─── LISTED RECORDS ───
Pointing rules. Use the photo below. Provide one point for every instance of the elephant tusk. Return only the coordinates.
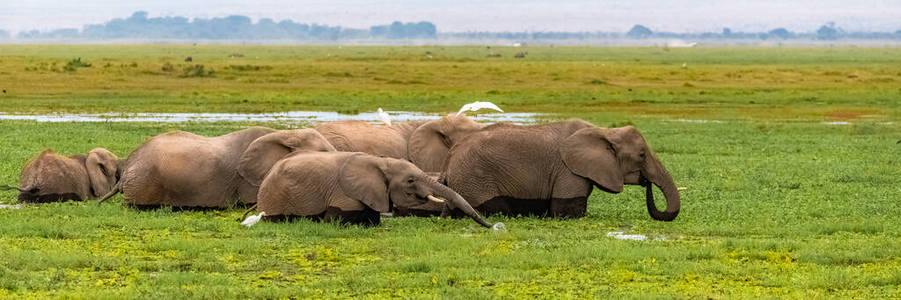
(435, 199)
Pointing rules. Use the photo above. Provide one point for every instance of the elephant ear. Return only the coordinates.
(588, 153)
(266, 150)
(363, 178)
(429, 147)
(103, 168)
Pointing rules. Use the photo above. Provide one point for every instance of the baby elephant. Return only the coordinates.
(352, 187)
(52, 177)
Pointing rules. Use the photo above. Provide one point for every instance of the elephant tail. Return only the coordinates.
(7, 188)
(115, 190)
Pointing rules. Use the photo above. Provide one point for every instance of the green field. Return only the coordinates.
(778, 204)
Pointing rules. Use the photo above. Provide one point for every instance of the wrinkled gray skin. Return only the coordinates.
(52, 177)
(182, 169)
(425, 143)
(551, 168)
(361, 136)
(351, 186)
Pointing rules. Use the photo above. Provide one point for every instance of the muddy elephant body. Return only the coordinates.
(51, 177)
(181, 169)
(352, 187)
(425, 143)
(361, 136)
(551, 169)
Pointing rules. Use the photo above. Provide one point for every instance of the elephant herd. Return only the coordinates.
(353, 170)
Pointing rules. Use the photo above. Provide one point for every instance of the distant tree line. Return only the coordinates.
(230, 27)
(825, 32)
(139, 26)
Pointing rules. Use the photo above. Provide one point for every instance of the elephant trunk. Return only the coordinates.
(658, 175)
(457, 201)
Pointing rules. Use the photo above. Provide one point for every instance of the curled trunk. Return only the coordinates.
(457, 201)
(661, 178)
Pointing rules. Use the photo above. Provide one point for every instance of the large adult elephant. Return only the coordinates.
(182, 169)
(551, 168)
(51, 177)
(353, 187)
(425, 143)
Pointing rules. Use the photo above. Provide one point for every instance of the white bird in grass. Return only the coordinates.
(479, 105)
(253, 219)
(384, 116)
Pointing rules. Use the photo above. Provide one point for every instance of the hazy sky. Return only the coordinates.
(470, 15)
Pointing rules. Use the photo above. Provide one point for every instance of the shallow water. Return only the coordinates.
(286, 117)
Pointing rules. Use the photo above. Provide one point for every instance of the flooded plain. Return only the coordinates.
(287, 117)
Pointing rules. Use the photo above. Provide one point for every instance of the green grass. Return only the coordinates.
(776, 205)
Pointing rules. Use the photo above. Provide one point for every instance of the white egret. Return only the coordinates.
(479, 105)
(384, 116)
(253, 219)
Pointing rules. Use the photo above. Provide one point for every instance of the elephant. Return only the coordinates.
(51, 177)
(551, 169)
(352, 187)
(185, 170)
(425, 143)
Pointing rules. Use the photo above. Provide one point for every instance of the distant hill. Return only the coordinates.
(139, 26)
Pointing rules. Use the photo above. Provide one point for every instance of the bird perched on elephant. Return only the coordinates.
(352, 187)
(425, 143)
(182, 169)
(51, 177)
(550, 169)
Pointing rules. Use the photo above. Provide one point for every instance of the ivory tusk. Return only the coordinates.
(435, 199)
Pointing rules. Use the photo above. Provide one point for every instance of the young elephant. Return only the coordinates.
(181, 169)
(350, 186)
(425, 143)
(52, 177)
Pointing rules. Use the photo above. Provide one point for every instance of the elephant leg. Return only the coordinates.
(366, 217)
(570, 197)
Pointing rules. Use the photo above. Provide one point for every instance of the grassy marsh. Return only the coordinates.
(777, 205)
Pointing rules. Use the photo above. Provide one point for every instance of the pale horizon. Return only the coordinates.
(469, 15)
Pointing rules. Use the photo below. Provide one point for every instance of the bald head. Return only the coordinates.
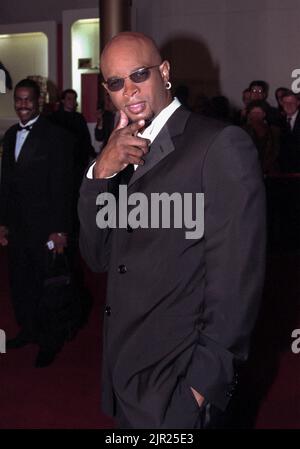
(124, 42)
(142, 96)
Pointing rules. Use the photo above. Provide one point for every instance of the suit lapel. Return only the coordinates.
(30, 145)
(11, 145)
(163, 144)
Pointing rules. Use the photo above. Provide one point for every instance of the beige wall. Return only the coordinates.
(221, 45)
(16, 11)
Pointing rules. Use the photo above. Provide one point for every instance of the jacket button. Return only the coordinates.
(122, 269)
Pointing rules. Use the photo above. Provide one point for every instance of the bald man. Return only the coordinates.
(180, 310)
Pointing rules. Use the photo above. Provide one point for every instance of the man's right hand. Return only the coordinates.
(3, 235)
(123, 148)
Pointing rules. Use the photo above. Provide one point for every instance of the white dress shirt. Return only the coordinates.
(22, 136)
(293, 119)
(151, 131)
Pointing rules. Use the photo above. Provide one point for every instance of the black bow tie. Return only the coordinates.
(24, 128)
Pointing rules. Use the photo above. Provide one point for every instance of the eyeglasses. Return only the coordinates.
(139, 76)
(255, 90)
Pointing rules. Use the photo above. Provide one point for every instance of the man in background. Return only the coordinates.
(35, 208)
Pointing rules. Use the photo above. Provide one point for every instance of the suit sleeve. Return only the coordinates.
(94, 243)
(234, 238)
(4, 185)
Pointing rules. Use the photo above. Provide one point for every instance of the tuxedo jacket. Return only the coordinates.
(180, 311)
(290, 148)
(36, 190)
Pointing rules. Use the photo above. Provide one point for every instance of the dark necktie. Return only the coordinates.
(24, 128)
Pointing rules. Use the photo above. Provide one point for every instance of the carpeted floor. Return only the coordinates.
(67, 393)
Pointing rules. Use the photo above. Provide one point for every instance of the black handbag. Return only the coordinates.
(60, 310)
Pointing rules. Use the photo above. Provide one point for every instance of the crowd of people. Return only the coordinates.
(275, 131)
(179, 314)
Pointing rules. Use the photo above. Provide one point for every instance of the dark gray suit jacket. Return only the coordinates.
(181, 312)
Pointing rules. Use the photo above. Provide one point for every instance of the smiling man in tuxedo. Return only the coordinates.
(35, 201)
(179, 312)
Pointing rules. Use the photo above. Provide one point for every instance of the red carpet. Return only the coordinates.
(66, 395)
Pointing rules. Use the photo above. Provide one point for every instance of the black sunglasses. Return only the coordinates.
(139, 76)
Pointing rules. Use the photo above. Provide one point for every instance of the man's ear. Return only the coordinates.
(165, 70)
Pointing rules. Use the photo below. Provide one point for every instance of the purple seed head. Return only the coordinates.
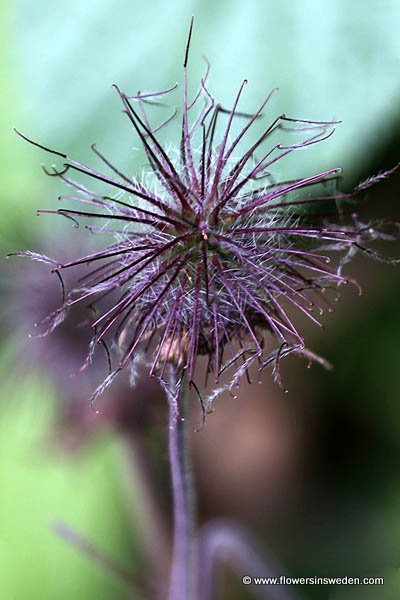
───
## WHAT TO DO
Copy out the lines above in full and unaltered, apart from the pictures.

## ANSWER TO THIS PROBLEM
Pointing rules. Use the photo below. Provide one point for every instance of the elephant tusk. Return only the coordinates.
(435, 199)
Pointing rules. Use the photo above. Provide one point for every instance of the elephant ear. Return only the coordinates.
(588, 153)
(266, 150)
(363, 178)
(429, 147)
(103, 168)
Pointing rules. Use the photo above. Provide one point for every instance of the baby elephant. Return only the coordinates.
(352, 187)
(52, 177)
Pointing rules. Use the photo above. Provide one point for every instance of the elephant tail. Return only the coordinates.
(7, 188)
(115, 190)
Pointing rules. Use the photo above. Provide one point for every instance of the green field. Return only the coordinates.
(778, 204)
Pointing rules. Use the photo above. Provide one point for every instance of the wrinkled gray skin. Return only the coordinates.
(52, 177)
(182, 169)
(425, 143)
(551, 168)
(361, 136)
(351, 186)
Pointing rules. Use the photo above. Provide one point for every instance of the muddy elephant body. Return only the coordinates.
(51, 177)
(181, 169)
(352, 187)
(425, 143)
(361, 136)
(551, 169)
Pointing rules. Use the photo above. Provide one point for every instance of the elephant herd. Return only the coordinates.
(353, 170)
Pointing rules. Use the photo above. Provide one point for every instance of the distant tree line. Return only the coordinates.
(230, 27)
(825, 32)
(139, 26)
Pointing rules. Use the photo above. Provide one point for every instance of the elephant trunk. Return only the coordinates.
(658, 175)
(457, 201)
Pointing rules. Use the photo above. Provide one point for every instance of the curled trunk. Return only the coordinates.
(457, 201)
(661, 178)
Pointing rules. Use the photo above. Provide one point for every instance of the large adult elephant. Return only the coordinates.
(182, 169)
(551, 168)
(51, 177)
(353, 187)
(425, 143)
Pointing rules. Use the photo above. Provide one point for every instance of the white bird in grass. Return only the coordinates.
(479, 105)
(253, 219)
(384, 116)
Pointing rules. Use the photo above. Provide one point for every instance of the hazy sky. Return only the coordinates.
(470, 15)
Pointing rules. Use the photo above. Provide one point for every instance of the shallow water. Return only the coordinates.
(286, 117)
Pointing rules. Use the photo above. Provide one point for every instance of the flooded plain. Return only the coordinates.
(287, 117)
Pointing rules. Use the photo above. Provide one point for every instance of the green grass. Return only the coordinates.
(776, 205)
Pointing rules. Use the photo above. Provide one point for every instance of the white egret. Return only the coordinates.
(479, 105)
(384, 116)
(253, 219)
Pointing rules. Use the photo above. Provide one point for every instance of the elephant. Return only the coordinates.
(51, 177)
(551, 169)
(352, 187)
(185, 170)
(425, 143)
Pointing rules. Use the photo above. Provide one point for every instance of the distant hill. Return only the coordinates.
(139, 26)
Pointing rules. Use the photo above. Provide one point for every instance of the bird perched on elephant. Return only the coordinates.
(352, 187)
(425, 143)
(182, 169)
(51, 177)
(550, 169)
Pointing rules. Use the photo above. Provide one point for every instance of the ivory tusk. Return only the coordinates.
(435, 199)
Pointing rules. Use the photo above. Provide one point for every instance of the young elephant. Return only the coordinates.
(181, 169)
(350, 186)
(425, 143)
(52, 177)
Pointing rules. Use the photo above. Provide one point for every instance of the elephant leg. Return only the coordinates.
(366, 217)
(570, 197)
Pointing rules. Use the photo above. Provide one point for every instance of the grassy marsh. Return only the coordinates.
(777, 205)
Pointing rules. Use the photo above. Provide one point for every instance of the pale horizon. Return only the coordinates.
(469, 15)
Pointing rules. Use the photo below. Provide one point for every instance of the bald head. Return only the coordinates.
(124, 42)
(142, 96)
Pointing rules. Use the photo above. Provide one point for every instance of the suit lapel. Return only the coordinates.
(30, 145)
(11, 145)
(163, 144)
Pointing rules. Use the photo above. Provide one point for every instance of the beige wall. Return only the coordinates.
(221, 45)
(16, 11)
Pointing rules. Use the photo above. Provide one point for every instance of the jacket button. Return only the coordinates.
(122, 269)
Pointing rules. Use the photo above. Provide one point for every instance of the bald man. Return only the coordinates.
(180, 310)
Pointing rules. Use the photo above. Provide one point for every instance of the man's right hand. Return only the coordinates.
(3, 235)
(123, 148)
Pointing rules. Use the photo above. Provide one point for every instance of the white dress shirt. Return only the coordinates.
(22, 136)
(293, 119)
(151, 131)
Pointing rules. Use the photo above. Provide one point for every instance of the black bow tie. Return only the coordinates.
(24, 128)
Pointing rules. Use the photo above. Provide one point for every instance of the eyeglasses. Return only the coordinates.
(139, 76)
(255, 90)
Pointing rules. Use the photo above. Provide one point for every instance of the man in background. Return only the coordinates.
(35, 208)
Pointing rules. Use the photo above. Provide one point for every instance of the suit sleeve. Return only the coordinates.
(94, 243)
(234, 238)
(4, 185)
Pointing rules. Use the photo above. Provide one point for every instance of the tuxedo jacket. Return only the coordinates.
(180, 311)
(290, 148)
(36, 190)
Pointing rules. Use the photo above. Provide one point for every instance of the dark necktie. Return only the coordinates.
(24, 128)
Pointing rules. Use the photo above. Provide one point for every instance of the carpeted floor. Return only the coordinates.
(67, 393)
Pointing rules. Use the photo above. Provide one point for every instance of the black handbag. Return only the coordinates.
(60, 310)
Pointing rules. Use the photo above. Provide one point for every instance of the crowd of people. Return only the coordinates.
(275, 131)
(179, 314)
Pointing rules. Use the photo above. Provide one point for every instance of the dark gray suit jacket. Return only the coordinates.
(181, 312)
Pointing rules. Use the photo above. Provide one point for every instance of the smiling man in tuxedo. Return only the coordinates.
(35, 201)
(179, 312)
Pointing rules. Use the photo above. Provide one point for every instance of the red carpet. Return only the coordinates.
(66, 395)
Pointing rules. Use the photo above. Provide one point for every instance of the black sunglasses. Return only the coordinates.
(139, 76)
Pointing rules. Use the photo above. Provide one point for every instance of the man's ear. Return only the coordinates.
(165, 70)
Pointing rules. Use the photo below. Provide one point for every instance of the purple seed head. Return only the coordinates.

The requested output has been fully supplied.